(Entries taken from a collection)
§

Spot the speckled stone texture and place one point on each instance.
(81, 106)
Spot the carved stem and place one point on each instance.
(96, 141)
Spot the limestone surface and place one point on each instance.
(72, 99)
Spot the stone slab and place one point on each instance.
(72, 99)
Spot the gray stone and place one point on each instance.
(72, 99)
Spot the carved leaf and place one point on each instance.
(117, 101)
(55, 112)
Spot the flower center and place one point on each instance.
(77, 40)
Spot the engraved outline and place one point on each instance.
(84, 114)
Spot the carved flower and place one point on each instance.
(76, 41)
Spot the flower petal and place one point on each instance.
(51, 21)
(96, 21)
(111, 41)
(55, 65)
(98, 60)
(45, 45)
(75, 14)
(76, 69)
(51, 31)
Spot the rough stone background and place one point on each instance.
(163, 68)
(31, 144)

§

Copy every row above word for word, keeping each line as it is.

Spot the speckled stone texture and place one point on each instance.
(81, 106)
Spot the carved stem and place one point on each instance.
(96, 141)
Spot the limestone surface and place one point on each instance.
(72, 99)
Spot the stone slab and place one point on each instance.
(72, 99)
Spot the gray stone and place one point on each instance.
(72, 99)
Spot the carved leaf and place one point on each instance.
(117, 101)
(55, 112)
Spot the flower center and place one point on each instance.
(77, 40)
Spot the engraved outline and place one point on each instance.
(84, 114)
Spot the carved flower and place one point on each instance.
(76, 41)
Spot the flower petal and place one point on each instance.
(51, 21)
(96, 21)
(111, 41)
(55, 65)
(98, 60)
(45, 45)
(75, 14)
(76, 69)
(51, 31)
Spot the rough stone background and place one point on each instance.
(163, 68)
(31, 144)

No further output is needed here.